[Exercise requirements]: Copy all of the entries below word for word, leaving out the pictures.
• • •
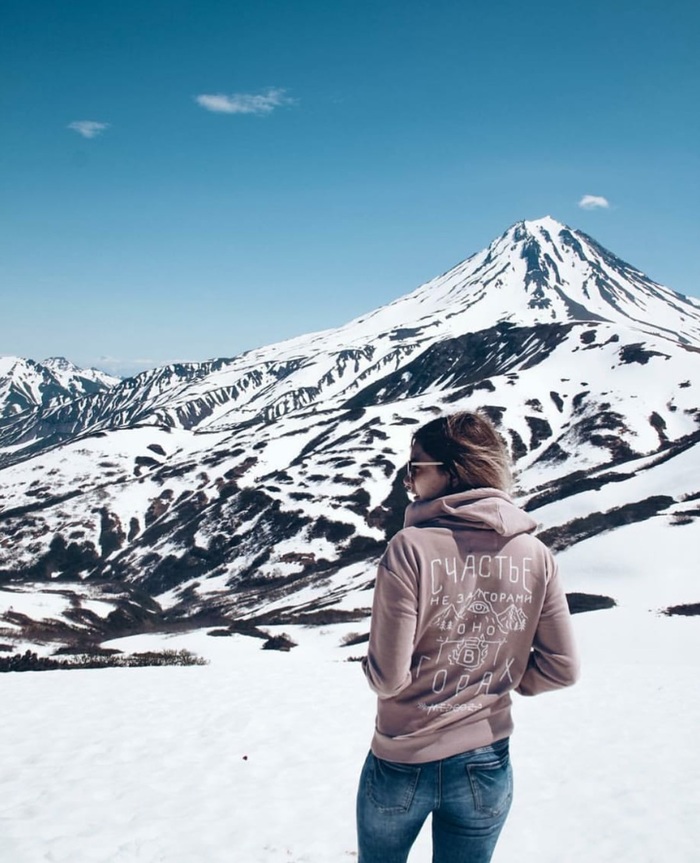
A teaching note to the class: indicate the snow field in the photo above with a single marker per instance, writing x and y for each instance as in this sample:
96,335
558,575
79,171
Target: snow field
255,757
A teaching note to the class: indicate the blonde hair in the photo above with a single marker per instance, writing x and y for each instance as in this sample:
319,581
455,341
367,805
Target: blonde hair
474,453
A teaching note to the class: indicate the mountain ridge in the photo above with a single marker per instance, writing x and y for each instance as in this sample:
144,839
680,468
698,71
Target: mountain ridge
263,486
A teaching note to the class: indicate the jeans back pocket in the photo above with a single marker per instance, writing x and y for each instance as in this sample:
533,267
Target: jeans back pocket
391,786
491,779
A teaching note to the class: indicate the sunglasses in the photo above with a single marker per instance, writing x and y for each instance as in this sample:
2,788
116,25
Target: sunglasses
412,465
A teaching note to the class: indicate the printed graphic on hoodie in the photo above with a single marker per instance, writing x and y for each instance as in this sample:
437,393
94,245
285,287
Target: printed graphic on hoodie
472,625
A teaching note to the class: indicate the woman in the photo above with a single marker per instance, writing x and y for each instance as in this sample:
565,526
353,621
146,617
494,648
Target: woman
467,607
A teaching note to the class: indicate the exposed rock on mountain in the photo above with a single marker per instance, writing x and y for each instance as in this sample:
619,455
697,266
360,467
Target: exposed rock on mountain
264,486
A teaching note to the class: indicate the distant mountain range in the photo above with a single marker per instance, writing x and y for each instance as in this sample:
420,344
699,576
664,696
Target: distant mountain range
262,488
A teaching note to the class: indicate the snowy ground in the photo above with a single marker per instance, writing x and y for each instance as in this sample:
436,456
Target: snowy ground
254,758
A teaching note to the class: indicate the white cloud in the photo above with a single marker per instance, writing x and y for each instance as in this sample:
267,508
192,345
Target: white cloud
245,103
88,128
593,202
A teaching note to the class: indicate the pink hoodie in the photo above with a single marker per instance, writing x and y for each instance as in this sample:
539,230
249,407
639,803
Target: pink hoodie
468,605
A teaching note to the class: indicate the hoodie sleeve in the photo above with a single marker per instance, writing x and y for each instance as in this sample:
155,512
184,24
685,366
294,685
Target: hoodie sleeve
387,665
553,662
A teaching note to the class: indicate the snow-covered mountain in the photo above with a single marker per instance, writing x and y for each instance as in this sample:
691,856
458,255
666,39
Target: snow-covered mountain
262,487
26,384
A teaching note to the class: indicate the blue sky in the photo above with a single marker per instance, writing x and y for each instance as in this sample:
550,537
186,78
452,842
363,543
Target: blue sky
258,170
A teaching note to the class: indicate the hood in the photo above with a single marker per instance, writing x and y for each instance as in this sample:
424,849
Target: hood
480,508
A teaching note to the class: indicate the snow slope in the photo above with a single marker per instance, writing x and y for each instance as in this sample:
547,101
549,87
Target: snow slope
255,757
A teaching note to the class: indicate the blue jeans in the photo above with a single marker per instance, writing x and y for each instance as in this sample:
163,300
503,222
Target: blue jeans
469,796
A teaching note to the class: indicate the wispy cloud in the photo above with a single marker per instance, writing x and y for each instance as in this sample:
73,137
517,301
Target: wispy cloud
88,128
245,103
593,202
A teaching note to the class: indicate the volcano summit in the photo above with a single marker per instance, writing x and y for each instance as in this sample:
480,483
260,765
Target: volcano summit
262,488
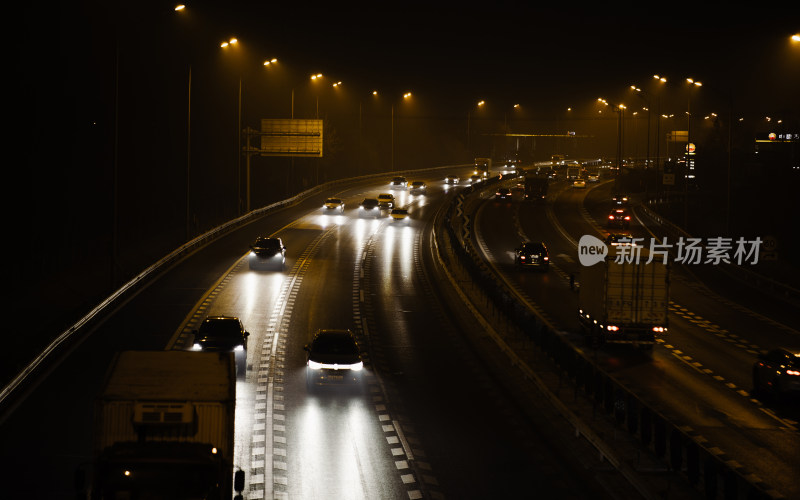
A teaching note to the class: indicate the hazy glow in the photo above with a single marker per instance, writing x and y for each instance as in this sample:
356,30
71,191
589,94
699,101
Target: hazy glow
325,221
255,286
333,448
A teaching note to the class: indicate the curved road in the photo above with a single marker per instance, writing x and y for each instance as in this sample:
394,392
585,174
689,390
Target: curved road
700,373
433,422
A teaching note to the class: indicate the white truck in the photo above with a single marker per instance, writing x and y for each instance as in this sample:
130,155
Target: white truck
624,302
483,166
164,427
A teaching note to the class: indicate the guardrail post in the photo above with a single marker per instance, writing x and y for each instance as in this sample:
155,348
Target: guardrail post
730,490
608,395
660,436
646,435
675,450
632,414
710,477
692,463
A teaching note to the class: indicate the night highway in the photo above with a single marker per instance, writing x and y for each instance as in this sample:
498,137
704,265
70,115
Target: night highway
279,251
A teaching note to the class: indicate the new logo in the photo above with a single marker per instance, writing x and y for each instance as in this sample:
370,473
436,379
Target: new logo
591,250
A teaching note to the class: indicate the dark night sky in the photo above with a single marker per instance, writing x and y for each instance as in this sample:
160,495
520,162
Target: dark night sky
529,53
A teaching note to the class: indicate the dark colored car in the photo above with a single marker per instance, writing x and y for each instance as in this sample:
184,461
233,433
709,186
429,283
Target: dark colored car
777,373
619,239
333,358
386,200
619,217
620,199
503,194
223,334
398,183
532,254
369,208
267,252
333,205
418,187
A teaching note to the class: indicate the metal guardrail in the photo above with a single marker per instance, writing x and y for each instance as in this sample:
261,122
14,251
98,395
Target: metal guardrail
678,447
752,278
72,336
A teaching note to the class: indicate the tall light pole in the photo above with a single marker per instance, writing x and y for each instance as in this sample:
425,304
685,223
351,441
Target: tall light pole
641,94
659,180
226,45
406,95
479,104
689,152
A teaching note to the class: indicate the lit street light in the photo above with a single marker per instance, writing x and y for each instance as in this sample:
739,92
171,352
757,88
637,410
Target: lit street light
689,163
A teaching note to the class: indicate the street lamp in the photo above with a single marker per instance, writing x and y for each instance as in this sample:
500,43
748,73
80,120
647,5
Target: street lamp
641,94
479,104
689,152
406,95
232,42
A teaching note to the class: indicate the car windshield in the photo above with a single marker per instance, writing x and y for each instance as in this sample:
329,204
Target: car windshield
532,247
221,329
267,243
334,344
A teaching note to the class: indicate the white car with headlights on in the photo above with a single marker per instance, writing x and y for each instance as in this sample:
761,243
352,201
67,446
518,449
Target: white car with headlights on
399,214
333,205
223,334
333,358
369,208
267,252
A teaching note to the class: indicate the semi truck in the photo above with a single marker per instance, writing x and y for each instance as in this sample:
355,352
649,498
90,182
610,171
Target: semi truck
573,171
164,427
624,301
536,187
483,166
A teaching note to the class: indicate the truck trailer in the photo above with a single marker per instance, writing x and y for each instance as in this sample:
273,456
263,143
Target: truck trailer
164,427
536,187
624,302
483,166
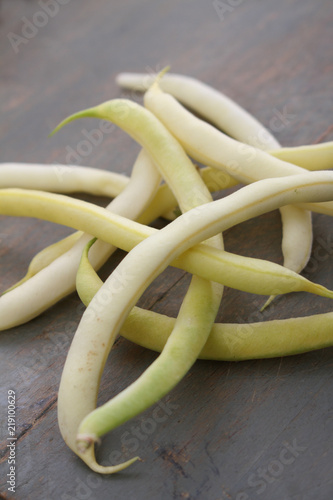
• • •
[Complete response]:
A teaching note to the class: indicate the snow field in the photo above with a single marker per instance, writing x and y for each instance as in this sample:
96,335
558,575
79,171
Target: snow field
255,757
A teaching note to the class: indicate the blonde hair in the photo above with a single marker per instance, writing x and y for each instance as in this sample:
319,581
455,341
367,805
Target: blonde hair
474,453
A teaching note to the class: indicate the mountain ridge in the photo above with a single marker per instance, writing x and y for each instance as in this sample:
144,839
680,468
698,71
Target: mountain ridge
263,486
A teaching note to the class: indicate the jeans back pocket in the photo above with a single marker per instance, writing x and y for each instance as in this sample:
533,267
Target: jeans back pocket
391,786
491,779
A teaching note to the class: indicate the sunglasses in the photo above with a single marker per instance, writing x and y for each instance as in this sample:
2,788
116,25
Target: sunglasses
412,465
A teaching note to the class: indicate the printed graphic on hoodie in the photo above with a single marker per instance, writing x and y for each instance as in this sample:
437,393
94,245
285,287
Target: printed graphic on hoodie
472,625
A teaching note to the class: indicate the woman in the photo above with a single marker per instance, writing x and y for each instance as in this sample:
565,526
353,621
146,617
494,648
Target: woman
467,607
A teaching note to the class: indicate the exposed rock on mountain in the photo above with a single marker per instance, writing x and y for each instance as in this sample:
619,455
697,266
360,467
Target: exposed rock on mountain
264,486
A teaching note to the class: indicate the distant mountain range in the photo above with a single marker per instance, writing x and y for each instance as in this sample:
420,344
699,576
664,696
Target: distant mountain range
262,488
A teaching note to the class: indicate the snowy ground in the photo above with a single marker per instance, writing x and y for each instance as in this sample:
436,456
Target: snowy ground
254,758
A teaching note to the class: indicate the white cloud in the photo above with a single marker per instance, writing x and y for each instance as in this sample:
267,508
192,345
Target: white cloud
245,103
88,128
593,202
A teaching note to the class: indicate the pink hoodie in the photo above with a single marker per instance, writing x and y for each instance as in this sample:
539,230
249,407
639,803
Target: pink hoodie
468,605
A teaching note to the class: indicate the hoodie sleeve in the photo above with a single marker per instance, writing x and y for each instance as in this sample:
155,512
184,24
685,366
294,685
Target: hoodie sleeve
387,665
553,662
A teaching note to the class: indicate the snow-covered mountain in the photo above with a single marker per instance, writing x and y for each instance as in this sample:
691,856
458,255
666,39
Target: snow-covered mountain
262,487
26,384
A teaching note to the class: indicate the blue sky in the photo above with a single marker per instance, writing x and y for each instance as in this sample:
550,537
186,78
452,842
363,543
Target: blue sky
258,170
A teaching note to the class: indicate the hood in the photo above with a single marker per instance, writing x and y for each instance as in this sample:
424,849
Target: hood
480,508
A teaching note to the class: indicate the snow slope in the photo above with a single marker per instance, writing x and y for each instance as in this sample:
547,101
549,87
Target: snow slope
255,757
A teaching note to the class: indicate the blue jeans in the photo above with a single marker per instance, writing x and y for each instance as in this sample:
163,300
503,222
Target: blue jeans
469,796
A teaching note to the class: indicate the wispy cloud in the photo above with a single marker per instance, writing x and y for each instance as in this sample:
73,137
517,301
Target: wispy cloud
88,128
245,103
593,202
A teaching note to the class: indicate the volcano summit in the photo above with a single marker per instance, writing x and y for each instance as in this sample:
480,483
260,765
Target: volcano summit
262,488
A teaching note to the class: indicate the hazy glow in the photo above with a single marker per instance, writing x and y for each instance as in this sample:
356,30
71,191
589,94
699,101
Target: hazy glow
325,221
255,286
333,448
A teaching note to the class: indicate the curved road in the photo above with a single marker per instance, writing x and y for each instance as in this sample:
394,392
585,174
689,390
Target: curved road
700,373
433,422
A teaching note to the class: indicate the white truck in the photo above with a single marker per instance, writing x and y for each instance as in this sample:
130,155
Target: white truck
624,302
483,166
164,427
A teaching note to the class: indicate the guardrail post in the photo above with a single marker per instance, writing x and y for each instance as in this sample:
155,348
Target: guardrail post
730,490
608,395
660,436
646,435
675,450
632,414
710,477
692,463
A teaching note to the class: indicate the night highway in the photo above with a single marker per instance, writing x and y for each instance as in this sample:
498,137
704,265
70,115
Target: night highway
279,251
A teaching note to the class: indicate the new logo in the photo above with a single marker per instance, writing x and y for each instance as in this sample:
370,473
436,379
Target: new logo
591,250
A teaching note to the class: indicate the dark night sky in the photo above with a single marker per instance, writing x and y for each instance as in this sample:
160,495
520,162
Target: dark night sky
529,53
A teaching note to the class: indicate the dark colored car in the photo above with a single marker per instance, writing x and y for each instance as in this sample:
184,461
233,433
709,186
429,283
Target: dark colored car
777,373
619,239
333,358
386,200
619,217
620,199
503,194
223,334
398,183
532,254
369,208
267,252
333,205
418,187
A teaching note to the class: indicate the metal guardrail in the photo above with a single marker per instance, writing x and y for each instance as in this sample:
261,122
14,251
98,395
Target: metal guardrail
678,447
752,278
72,336
A teaching note to the class: indicate the tall light pole in the photo above with a single marker per instance, writing x and y for each instance as in this sample:
425,304
685,223
351,441
Target: tall light pole
641,94
659,180
226,45
406,95
479,104
689,152
A teaching note to the class: indicate the lit street light in the photo above with a single marker per instance, writing x and y for each instance as in this sample:
739,92
171,352
757,88
637,410
Target: lit street light
689,163
A teaching note to the class: indicate the street lamp in the photo above with a single marker per instance, writing x and y for each instance as in this sample:
500,43
748,73
80,120
647,5
Target: street lamp
641,94
479,104
689,152
406,95
232,42
A teaching note to the class: indicate the car windshield in the photo above with a single marker per instance, writing x and y for each instance as in this sample:
329,204
Target: car windshield
532,247
221,329
267,243
334,344
A teaching note to the class: indicate the white car with headlights on in the photo above with a single marker per instance, writing x and y for each instance as in this sample:
761,243
352,201
67,446
518,449
Target: white car with headlights on
399,214
333,205
223,334
333,358
369,208
267,252
A teaching note to the class: indicate the semi truck in the photo above with a single marker per instance, writing x and y for each instance as in this sample:
355,352
649,498
90,182
610,171
Target: semi truck
573,171
164,427
624,301
536,187
483,166
A teaching note to the class: indicate the truck trailer in the photo above with a single marker per instance, writing x and y for each instance as in this sample:
273,456
263,143
Target: truck trailer
164,427
536,187
624,302
483,166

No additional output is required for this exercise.